Although the cutscenes come across forced and ham-fisted, the gameplay is incredibly fun. With snappy passes, styling on your opponent and using your environment to set up a friendship-destroying volley, this fast-paced game mode will keep you glued to your sofa for ‘just one more’ in the true couch co-op fashion we’ve always loved FIFA for.
The addition of ‘House Rules’ will make games even more refreshing, giving players the opportunity to modify the match in a fun and almost Rocket League styled battle for the most goals, sadly no battle cars though.
If this really is the return of FIFA Street, having the song ‘Stand Up Tall’ by Dizzee Rascal whilst navigating the menu would be a welcomed return in my books.

https://www.youtube.com/watch?v=No56E-8Of04

Of course, the ever-famous microtransactions are back. Or more affectionately known as FIFA Ultimate Team (FUT).

_Dataset content_

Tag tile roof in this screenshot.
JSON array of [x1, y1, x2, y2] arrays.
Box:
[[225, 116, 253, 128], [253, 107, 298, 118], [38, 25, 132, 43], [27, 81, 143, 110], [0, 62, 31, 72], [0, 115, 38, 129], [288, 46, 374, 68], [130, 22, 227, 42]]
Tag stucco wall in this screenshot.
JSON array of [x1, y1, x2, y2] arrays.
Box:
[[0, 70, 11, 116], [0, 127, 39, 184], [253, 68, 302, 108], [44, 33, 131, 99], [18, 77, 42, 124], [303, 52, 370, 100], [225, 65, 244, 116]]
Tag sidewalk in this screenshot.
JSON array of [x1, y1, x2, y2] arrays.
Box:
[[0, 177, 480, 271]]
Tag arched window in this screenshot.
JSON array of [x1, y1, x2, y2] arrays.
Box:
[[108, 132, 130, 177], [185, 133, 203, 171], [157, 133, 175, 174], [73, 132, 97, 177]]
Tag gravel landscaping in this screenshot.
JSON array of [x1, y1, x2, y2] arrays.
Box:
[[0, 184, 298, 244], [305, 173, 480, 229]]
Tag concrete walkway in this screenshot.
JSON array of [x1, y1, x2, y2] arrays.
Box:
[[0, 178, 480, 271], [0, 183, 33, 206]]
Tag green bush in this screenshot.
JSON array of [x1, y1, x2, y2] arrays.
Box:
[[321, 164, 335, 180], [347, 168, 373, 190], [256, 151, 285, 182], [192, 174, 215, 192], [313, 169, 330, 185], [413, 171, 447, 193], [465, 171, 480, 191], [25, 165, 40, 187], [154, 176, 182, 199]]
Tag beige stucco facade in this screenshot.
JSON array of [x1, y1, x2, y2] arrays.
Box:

_Things to do_
(1) In the FIFA review, which Dizzee Rascal song does the writer want to hear while navigating the menu?
(2) Continue the FIFA review from its last sentence.

_Written answers_
(1) 'Stand Up Tall'

(2)
Young players will be given the chance to gamble the money they don’t have on cards they’ll never get, just like previous titles. It’s worth mentioning that Ultimate Team microtransactions now make up a staggering 28% of EA’s net revenue, which surpasses the revenue made from FIFA itself. 

ultimate-team-microtransactions

After scooping up the exclusive licensing rights for PES 2020, rival, Pro Evo has left FIFA 20 portraying the Italian giants Juventus as ‘Piemonte Calcio’. So don’t be surprised when you pass the ball to superstar Christopher Ronoldo.

FIFA-20-REVIEW-PES2020

To summarise, FIFA 20 is certainly moving in the right direction in terms of fresh gameplay and isn’t completely a copy and paste job. Volta is A LOT of fun and feels like EA have finally fixed pacing, however, it’s desperation to seem cool, hurts it slightly.  FUT should come with a serious warning and overall the base game has a major realism overhaul without sacrificing the fun experience we’ve come to expect.

Did you get a chance to play the demo? If so, what did you think? Let me know in the comments or reach out by Email.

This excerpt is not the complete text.